----- TEXT BLOCK -----

Summary
reviewing substitution under Rule 25(c) for abuse of discretion
Summary of this case from Universitas Educ. v. GrandersonOpinion
No. 17-1993
06-04-2018
Dante G. Mummolo, with whom Steven Kfoury and Iannella and Mummolo were on brief, for appellant. Mark A. Darling, with whom Devine C. Nwabuzor and Litchfield Cavo LLP were on brief, for appellee.
Dante G. Mummolo, with whom Steven Kfoury and Iannella and Mummolo were on brief, for appellant.
Mark A. Darling, with whom Devine C. Nwabuzor and Litchfield Cavo LLP were on brief, for appellee.
Before Torruella, Selya and Lynch, Circuit Judges.
SELYA, Circuit Judge.
This appeal arises out of a lawsuit brought by a customer, plaintiff-appellant Eileen Potvin, against the proprietor of a self-service gas station in Tewksbury, Massachusetts (the Station). The facts are straightforward (and largely undisputed).
On the afternoon of January 20, 2012, the plaintiff, accompanied by her boyfriend, drove her car into the Station, which was then owned and operated by Hess Corporation (Hess). She stopped alongside a gas pump, with the driver's side adjacent to the pump. While her boyfriend went inside to pay for the gasoline, the plaintiff exited her vehicle and went in search of a squeegee to clean her windshield. Unable to find one, she began walking backwards toward her car. She asserts that the heel of her right shoe got caught in a groove in the pavement, causing her to fall.
As matters turned out, the groove was part of a series of grooves, known in the trade as positive limiting barriers (PLBs), which are required by Massachusetts law. Each PLB is comprised of a series of five concentric grooves cut into the concrete surrounding a gas pump. Because the purpose of a PLB is to contain a gasoline spill of up to five gallons, each groove must be at least three-quarters of an inch wide and three-quarters of an inch deep. The record makes pellucid that the PLBs at the Station satisfied this specification.
Massachusetts regulations require that self-service gas stations be approved by the State Department of Fire Services, see 527 Mass. Code Regs. § 1.05, 42.7.4.5 (2015), which in turn mandates that all self-service gas stations install and maintain PLBs.

----- MATERIAL -----

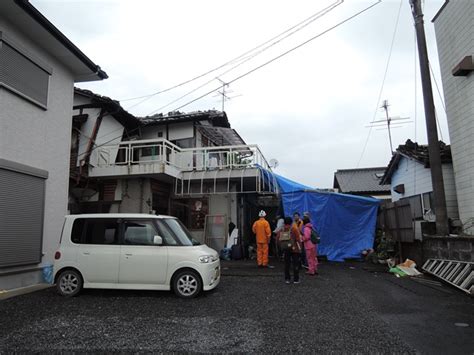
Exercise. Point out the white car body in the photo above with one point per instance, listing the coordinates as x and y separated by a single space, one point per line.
123 266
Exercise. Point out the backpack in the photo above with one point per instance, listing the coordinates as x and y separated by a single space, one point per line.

-----

▸ TO BE DONE:
Change the passage of the court opinion starting at "Before Torruella, Selya" and ending at "(and largely undisputed)." by putting "patron" in place of "customer".

▸ EXERCISE RESULT:
Before Torruella, Selya and Lynch, Circuit Judges.
SELYA, Circuit Judge.
This appeal arises out of a lawsuit brought by a patron, plaintiff-appellant Eileen Potvin, against the proprietor of a self-service gas station in Tewksbury, Massachusetts (the Station). The facts are straightforward (and largely undisputed).